Exercise instructions -
Report every line below that holds the word "pink".
**** Data for the task
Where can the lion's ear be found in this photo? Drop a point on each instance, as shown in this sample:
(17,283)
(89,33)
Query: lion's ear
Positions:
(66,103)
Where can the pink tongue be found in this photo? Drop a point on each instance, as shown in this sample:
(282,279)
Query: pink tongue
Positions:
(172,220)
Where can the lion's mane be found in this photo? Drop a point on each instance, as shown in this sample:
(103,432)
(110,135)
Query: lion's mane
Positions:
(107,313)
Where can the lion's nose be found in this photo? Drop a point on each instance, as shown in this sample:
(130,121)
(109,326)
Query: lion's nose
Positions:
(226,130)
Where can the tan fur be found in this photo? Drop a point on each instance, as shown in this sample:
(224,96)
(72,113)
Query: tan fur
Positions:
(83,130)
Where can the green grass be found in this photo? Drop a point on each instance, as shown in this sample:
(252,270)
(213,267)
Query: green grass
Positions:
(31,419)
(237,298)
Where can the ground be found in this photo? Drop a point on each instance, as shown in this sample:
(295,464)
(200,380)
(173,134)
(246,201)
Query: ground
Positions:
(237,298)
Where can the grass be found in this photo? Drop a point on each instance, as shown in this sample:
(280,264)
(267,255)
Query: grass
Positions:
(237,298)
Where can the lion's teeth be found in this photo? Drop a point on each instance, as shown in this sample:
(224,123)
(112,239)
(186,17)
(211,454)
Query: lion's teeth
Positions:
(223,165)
********
Result of the task -
Where can the pink tongue be found in this photo? Drop a point on each instance, as shown in this sample:
Query: pink tongue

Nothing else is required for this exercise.